Given problem:
Print out every record exactly as it appears.

# start of Exercise input

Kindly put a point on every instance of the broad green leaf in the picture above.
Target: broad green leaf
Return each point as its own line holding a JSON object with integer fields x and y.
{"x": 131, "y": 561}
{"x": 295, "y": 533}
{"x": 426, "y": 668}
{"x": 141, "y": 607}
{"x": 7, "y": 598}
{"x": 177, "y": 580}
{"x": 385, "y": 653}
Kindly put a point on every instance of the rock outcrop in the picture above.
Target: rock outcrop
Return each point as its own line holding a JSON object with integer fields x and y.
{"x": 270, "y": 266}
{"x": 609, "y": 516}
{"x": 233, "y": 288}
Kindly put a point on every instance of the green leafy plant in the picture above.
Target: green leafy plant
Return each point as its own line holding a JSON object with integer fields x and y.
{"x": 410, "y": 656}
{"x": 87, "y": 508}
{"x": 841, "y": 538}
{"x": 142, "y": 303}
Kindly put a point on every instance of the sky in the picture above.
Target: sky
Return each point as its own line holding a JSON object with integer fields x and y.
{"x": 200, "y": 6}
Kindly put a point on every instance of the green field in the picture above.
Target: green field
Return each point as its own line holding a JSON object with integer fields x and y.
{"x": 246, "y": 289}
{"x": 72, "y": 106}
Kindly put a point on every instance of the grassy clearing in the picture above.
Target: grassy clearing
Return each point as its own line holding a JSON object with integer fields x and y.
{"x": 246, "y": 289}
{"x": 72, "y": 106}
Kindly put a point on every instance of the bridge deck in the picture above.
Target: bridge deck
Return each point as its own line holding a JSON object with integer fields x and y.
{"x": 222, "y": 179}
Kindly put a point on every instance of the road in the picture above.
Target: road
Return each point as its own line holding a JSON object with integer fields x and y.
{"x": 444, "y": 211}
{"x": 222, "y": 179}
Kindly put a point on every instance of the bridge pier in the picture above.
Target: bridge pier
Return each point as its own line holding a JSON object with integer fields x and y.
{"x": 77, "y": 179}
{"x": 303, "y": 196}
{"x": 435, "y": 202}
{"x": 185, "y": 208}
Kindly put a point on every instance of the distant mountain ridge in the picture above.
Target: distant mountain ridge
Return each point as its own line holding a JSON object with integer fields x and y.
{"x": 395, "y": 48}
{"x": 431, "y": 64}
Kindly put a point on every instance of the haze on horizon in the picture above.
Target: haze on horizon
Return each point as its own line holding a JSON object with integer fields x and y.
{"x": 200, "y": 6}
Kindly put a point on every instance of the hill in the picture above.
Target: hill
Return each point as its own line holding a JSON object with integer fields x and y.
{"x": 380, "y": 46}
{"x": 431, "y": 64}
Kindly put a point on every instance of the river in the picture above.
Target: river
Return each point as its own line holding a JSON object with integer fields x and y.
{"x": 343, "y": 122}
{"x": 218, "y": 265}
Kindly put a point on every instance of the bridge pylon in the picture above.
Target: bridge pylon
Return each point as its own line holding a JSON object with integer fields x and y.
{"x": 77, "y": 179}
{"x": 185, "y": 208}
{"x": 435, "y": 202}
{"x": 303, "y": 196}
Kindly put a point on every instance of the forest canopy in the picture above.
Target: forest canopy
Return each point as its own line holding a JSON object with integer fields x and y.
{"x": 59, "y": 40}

# end of Exercise input

Exercise solution:
Kindly put a point on every instance of the broad green leaf in the picture above.
Target: broad green leaf
Return each point as its own line holding a JSON object with integer fields x and y.
{"x": 131, "y": 561}
{"x": 295, "y": 533}
{"x": 426, "y": 668}
{"x": 141, "y": 607}
{"x": 7, "y": 598}
{"x": 177, "y": 580}
{"x": 385, "y": 653}
Kindly put a point on every instance of the rock outcrop in the picture above.
Target: rock outcrop
Return each point as its own line holding a JSON object with integer fields x and y.
{"x": 270, "y": 266}
{"x": 609, "y": 516}
{"x": 233, "y": 288}
Kindly put a point on every instance of the green leafy plant in the picture above.
Target: green leafy plant
Return each point as its own line holding a JSON object with integer fields x and y.
{"x": 410, "y": 656}
{"x": 87, "y": 508}
{"x": 841, "y": 538}
{"x": 142, "y": 303}
Kindly put a point on every instance of the sky in the picture above.
Target: sky
Return each point as its own line holding a JSON object with integer fields x and y.
{"x": 200, "y": 6}
Kindly put a point on every instance of the green field in the picture above.
Target: green field
Return each point as its own line holding a JSON object with integer fields x and y.
{"x": 246, "y": 289}
{"x": 72, "y": 106}
Kindly put a point on every instance of the grassy clearing in the picture above.
Target: grassy clearing
Return each point as its own line holding a JSON object with integer fields x and y.
{"x": 246, "y": 289}
{"x": 72, "y": 106}
Kindly put a point on every instance of the bridge deck in the picture above.
Target: bridge deck
Return each point as its own line holding a JSON object with integer fields x and y.
{"x": 222, "y": 179}
Kindly put a point on every instance of the road in the picture above.
Target: road
Return each point as its own line holding a JSON object with integer fields x and y.
{"x": 444, "y": 211}
{"x": 222, "y": 179}
Kindly put a point on every instance of the bridge pier in the picture above.
Target: bridge pier
Return each point as its own line holding a JSON object with integer fields x and y.
{"x": 77, "y": 179}
{"x": 303, "y": 196}
{"x": 435, "y": 202}
{"x": 185, "y": 208}
Kindly put a point on every instance of the distant mountain ridge in the picture above.
Target: distant mountain ridge
Return each point as its own line holding a JSON object with integer fields x and y.
{"x": 395, "y": 48}
{"x": 431, "y": 64}
Kindly put a point on every instance of the haze on horizon in the picture above.
Target: haze on horizon
Return each point as its own line holding a JSON object with integer fields x and y.
{"x": 200, "y": 6}
Kindly put a point on every instance of the hill in the picture above.
Target: hill
Return each point as its own line holding a JSON object with integer fields x and y.
{"x": 380, "y": 46}
{"x": 431, "y": 64}
Kindly put a point on every instance of the river in the picture above.
Target: river
Return each point as its own line holding a JSON object with integer fields x and y.
{"x": 343, "y": 122}
{"x": 218, "y": 265}
Kindly put a point on every instance of the bridge pylon in the picture above.
Target: bridge pylon
Return each point as its own line holding a JSON object with integer fields x and y.
{"x": 77, "y": 179}
{"x": 185, "y": 208}
{"x": 435, "y": 202}
{"x": 303, "y": 196}
Kindly put a point on every instance of the forest canopy in the picture above.
Target: forest canopy
Return each point as its own line holding a JSON object with integer fields x and y.
{"x": 59, "y": 40}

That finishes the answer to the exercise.